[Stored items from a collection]
*-*-*
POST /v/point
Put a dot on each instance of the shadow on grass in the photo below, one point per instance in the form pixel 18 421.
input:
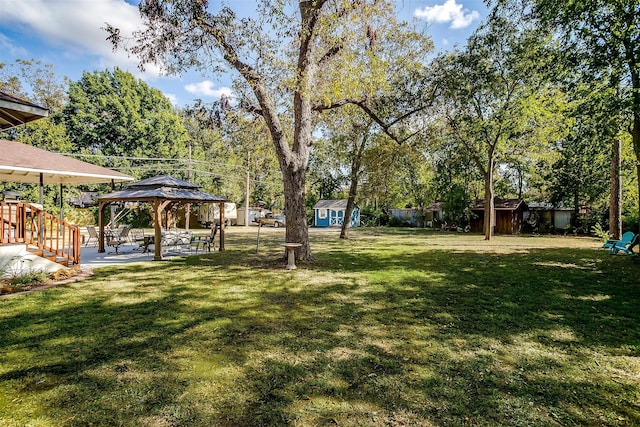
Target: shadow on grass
pixel 431 337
*-*-*
> [WHAT THIS TASK INVOLVES] Render these records as a two-column CSV with the columns "text" and "answer", one row per record. Put each value in a single quoted field, turn line breaks into spaces, and leave the pictures out.

> [EXPECTED ANSWER]
text,answer
"POST /v/point Put a dot on each instance of the shadow on grass in the photo below, one point per instance in the form pixel 18 421. input: Target: shadow on grass","pixel 431 337"